▸ **GIVEN REQUEST 1**
According to the article on Mitsuye Yamada, why is Full Circle an unusual new-and-selected collection?
▸ **GIVEN REQUEST 2**
Write a continuation of the article on Mitsuye Yamada, starting after its final sentence.

▸ **SELECTED EXCERPT**
--- Begin ---

Mitsuye Yamada: 100 Years of Amplitude

John Brantingham
The Journal of Radical Wonder
3 min readSep 22, 2023

an article by Penelope Moffet

The last time I interviewed poet Mitsuye Yamada, she was only 65 years old. This July she turned 100. Recently reached by Zoom with the help of her daughter, Hedi Yamada Mouchard, the poet was friendly, alert and mischievous.

On September 23, from 2 to 3:30 p.m. the Poetry Center at San Francisco State University will host a Zoom event honoring Yamada, featuring a pre-recorded reading by Yamada and live tributes from poets Brynn Saito, Brandon Shimoda, Marilyn Chin, doris diosa davenport, W. Todd Kaneko, traci kato-kiriyama, Shirley Geok-Lin Lim, Mia Ayumi Malhotra, Cherríe Moraga and Nellie Wong.

Yamada’s first book, Camp Notes and Other Poems, which focuses on life in the internment camps during World War II, was published by Shameless Hussy Press in 1976. It was followed in 1988 by Desert Run: Poems and Stories. In 2019, at age 96, she published Full Circle: New and Selected Poems through the University of California at Santa Barbara Department of Asian American Studies. Full Circle is an unusual new and selected because it contains far more new than previously-published poems.

--- End ---

Object position labeling entries
--- Begin ---

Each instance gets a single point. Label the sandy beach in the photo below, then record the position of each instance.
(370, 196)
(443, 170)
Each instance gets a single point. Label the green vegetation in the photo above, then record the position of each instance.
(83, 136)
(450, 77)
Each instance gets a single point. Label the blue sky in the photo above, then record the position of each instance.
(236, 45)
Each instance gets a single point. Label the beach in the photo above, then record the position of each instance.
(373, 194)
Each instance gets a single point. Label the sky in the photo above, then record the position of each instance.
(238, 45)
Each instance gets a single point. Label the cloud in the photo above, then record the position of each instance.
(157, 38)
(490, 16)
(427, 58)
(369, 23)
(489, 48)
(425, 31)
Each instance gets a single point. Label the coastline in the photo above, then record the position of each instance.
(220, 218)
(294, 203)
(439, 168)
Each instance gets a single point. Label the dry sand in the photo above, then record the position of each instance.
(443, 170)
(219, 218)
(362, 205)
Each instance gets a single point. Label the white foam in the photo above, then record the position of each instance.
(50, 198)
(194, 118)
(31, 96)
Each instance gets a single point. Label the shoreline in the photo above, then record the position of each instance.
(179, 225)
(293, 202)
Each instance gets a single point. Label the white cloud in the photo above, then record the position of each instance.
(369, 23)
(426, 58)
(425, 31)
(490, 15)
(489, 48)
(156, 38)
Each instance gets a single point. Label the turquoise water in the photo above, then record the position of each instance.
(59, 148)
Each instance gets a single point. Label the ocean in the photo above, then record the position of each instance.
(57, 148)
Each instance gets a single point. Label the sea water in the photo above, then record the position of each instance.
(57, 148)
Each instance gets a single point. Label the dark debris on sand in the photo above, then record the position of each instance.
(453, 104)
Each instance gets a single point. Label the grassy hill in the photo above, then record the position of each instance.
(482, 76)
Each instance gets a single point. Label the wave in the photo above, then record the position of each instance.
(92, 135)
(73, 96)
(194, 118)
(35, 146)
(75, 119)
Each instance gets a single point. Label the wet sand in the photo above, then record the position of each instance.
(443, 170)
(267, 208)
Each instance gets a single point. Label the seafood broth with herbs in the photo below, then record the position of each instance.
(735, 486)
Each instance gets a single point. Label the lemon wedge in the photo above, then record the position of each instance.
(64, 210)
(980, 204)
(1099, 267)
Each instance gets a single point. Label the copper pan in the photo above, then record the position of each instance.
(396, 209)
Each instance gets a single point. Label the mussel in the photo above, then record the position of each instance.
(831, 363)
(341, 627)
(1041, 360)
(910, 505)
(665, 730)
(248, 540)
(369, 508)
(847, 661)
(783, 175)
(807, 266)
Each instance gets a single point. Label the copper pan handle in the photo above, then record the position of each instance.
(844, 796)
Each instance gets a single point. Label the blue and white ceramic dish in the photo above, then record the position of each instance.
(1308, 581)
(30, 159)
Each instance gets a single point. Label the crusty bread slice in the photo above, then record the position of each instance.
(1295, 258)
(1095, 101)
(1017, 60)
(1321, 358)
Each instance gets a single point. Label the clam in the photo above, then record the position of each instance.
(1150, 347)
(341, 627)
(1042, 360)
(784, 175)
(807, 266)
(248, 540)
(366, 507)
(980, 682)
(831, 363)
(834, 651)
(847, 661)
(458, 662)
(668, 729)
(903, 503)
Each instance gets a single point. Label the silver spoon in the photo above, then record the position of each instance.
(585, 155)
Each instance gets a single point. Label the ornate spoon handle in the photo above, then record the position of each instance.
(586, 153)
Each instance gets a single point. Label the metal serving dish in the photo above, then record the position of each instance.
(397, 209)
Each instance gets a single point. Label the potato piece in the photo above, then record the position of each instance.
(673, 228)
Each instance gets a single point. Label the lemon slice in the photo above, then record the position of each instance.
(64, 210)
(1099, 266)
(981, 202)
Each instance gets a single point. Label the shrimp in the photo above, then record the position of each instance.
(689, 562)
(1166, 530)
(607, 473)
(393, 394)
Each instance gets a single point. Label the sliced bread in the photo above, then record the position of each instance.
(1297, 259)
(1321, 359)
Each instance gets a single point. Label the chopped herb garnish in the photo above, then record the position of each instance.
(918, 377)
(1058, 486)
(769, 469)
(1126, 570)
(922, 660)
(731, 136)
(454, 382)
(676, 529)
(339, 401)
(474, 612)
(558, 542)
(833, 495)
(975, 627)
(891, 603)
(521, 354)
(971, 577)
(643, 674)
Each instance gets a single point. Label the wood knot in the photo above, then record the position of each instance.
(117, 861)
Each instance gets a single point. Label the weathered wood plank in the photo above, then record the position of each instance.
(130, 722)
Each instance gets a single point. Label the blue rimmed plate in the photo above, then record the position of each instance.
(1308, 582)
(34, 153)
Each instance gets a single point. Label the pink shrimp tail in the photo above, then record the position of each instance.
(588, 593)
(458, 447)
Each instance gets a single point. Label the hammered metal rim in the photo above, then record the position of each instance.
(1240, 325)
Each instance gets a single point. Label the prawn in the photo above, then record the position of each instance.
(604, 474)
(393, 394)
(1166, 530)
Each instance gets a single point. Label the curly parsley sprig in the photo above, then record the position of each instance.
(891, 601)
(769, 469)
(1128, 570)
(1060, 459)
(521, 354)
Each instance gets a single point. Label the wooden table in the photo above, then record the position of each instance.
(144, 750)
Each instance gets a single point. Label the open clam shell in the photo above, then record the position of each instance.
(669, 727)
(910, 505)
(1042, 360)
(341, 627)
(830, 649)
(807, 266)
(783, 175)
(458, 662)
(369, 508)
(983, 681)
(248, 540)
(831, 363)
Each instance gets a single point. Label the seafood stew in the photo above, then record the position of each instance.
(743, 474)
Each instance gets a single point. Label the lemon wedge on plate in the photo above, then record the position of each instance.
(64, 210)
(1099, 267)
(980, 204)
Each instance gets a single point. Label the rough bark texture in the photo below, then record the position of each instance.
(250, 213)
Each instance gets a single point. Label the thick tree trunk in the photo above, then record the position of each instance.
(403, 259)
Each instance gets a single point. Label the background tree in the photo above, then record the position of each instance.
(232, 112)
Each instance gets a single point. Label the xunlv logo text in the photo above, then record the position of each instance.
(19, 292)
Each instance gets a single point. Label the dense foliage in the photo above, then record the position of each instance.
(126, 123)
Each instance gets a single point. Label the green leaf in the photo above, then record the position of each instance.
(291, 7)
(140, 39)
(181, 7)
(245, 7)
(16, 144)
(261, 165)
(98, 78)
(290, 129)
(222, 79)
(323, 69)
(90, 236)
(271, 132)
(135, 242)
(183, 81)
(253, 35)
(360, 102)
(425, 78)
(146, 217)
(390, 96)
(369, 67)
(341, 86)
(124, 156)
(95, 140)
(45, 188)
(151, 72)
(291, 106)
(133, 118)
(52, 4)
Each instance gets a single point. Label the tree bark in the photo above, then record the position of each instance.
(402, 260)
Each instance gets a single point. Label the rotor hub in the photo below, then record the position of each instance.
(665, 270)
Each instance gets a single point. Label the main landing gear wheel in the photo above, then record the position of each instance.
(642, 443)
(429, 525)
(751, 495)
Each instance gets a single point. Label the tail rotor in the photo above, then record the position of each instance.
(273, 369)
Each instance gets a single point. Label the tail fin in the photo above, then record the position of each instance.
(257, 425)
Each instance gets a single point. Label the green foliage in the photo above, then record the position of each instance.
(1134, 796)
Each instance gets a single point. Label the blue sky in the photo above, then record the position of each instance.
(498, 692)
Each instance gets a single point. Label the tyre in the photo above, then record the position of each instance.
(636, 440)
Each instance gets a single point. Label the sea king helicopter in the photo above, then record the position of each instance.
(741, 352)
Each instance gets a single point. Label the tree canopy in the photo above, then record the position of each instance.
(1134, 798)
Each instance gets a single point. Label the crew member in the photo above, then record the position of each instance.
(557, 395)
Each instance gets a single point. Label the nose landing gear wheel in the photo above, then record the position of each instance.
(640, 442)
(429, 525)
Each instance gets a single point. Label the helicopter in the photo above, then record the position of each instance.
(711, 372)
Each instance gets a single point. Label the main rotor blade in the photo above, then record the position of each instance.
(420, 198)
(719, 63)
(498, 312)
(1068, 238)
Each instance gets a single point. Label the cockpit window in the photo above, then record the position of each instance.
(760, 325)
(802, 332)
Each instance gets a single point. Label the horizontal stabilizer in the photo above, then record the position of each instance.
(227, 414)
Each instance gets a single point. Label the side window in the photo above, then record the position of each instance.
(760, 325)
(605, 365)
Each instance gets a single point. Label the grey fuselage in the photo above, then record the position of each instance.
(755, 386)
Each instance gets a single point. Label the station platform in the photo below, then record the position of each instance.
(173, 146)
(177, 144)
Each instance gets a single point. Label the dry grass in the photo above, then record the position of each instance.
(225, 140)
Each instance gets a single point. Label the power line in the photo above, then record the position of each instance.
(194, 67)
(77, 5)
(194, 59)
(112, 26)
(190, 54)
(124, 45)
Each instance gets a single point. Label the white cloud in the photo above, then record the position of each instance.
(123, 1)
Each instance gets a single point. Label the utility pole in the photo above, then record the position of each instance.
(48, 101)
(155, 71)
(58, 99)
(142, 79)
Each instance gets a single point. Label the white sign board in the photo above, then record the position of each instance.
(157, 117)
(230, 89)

--- End ---

▸ **EXERCISE ANSWER 1**
Full Circle is unusual because it contains far more new poems than previously published ones.

▸ **EXERCISE ANSWER 2**
The big gap between books is chiefly due to Yamada’s extensive involvement in teaching and political action. For many years she taught at Cypress College and elsewhere, ran writers’ workshops and volunteered for Amnesty International locally and on the national board. She also volunteered for the Interfaith Prisoners of Conscience Project organized by her brother, Michael Yasutake, visiting prisoners around the U.S. In 2020 Nisei Radicals, a book about Yamada and Yasutake by UCSB professor Diane Fujino, was published by the University of Washington Press.

These days Yamada lives very quietly in the Irvine, California house she has inhabited for over half a century. Hedi Mouchard, the youngest of Yamada’s four children, her husband Andre Mouchard and one granddaughter and her boyfriend also live in the house, guarding Yamada’s health and energy.

Yamada is no longer writing, but she is an avid reader who scrutinizes newspapers every day with the aid of a magnifying glass. “One of the things that I think that one does, you know, when you’re a poet, one of the things you need to do when you’re writing poetry, is you have to hole yourself up in your study and lock everybody out,” she said. “But I think that I decided not to do that anymore, because I don’t have that much time left. And I really need to spend time with my family. And so I think that I’ve made my decision to do that.”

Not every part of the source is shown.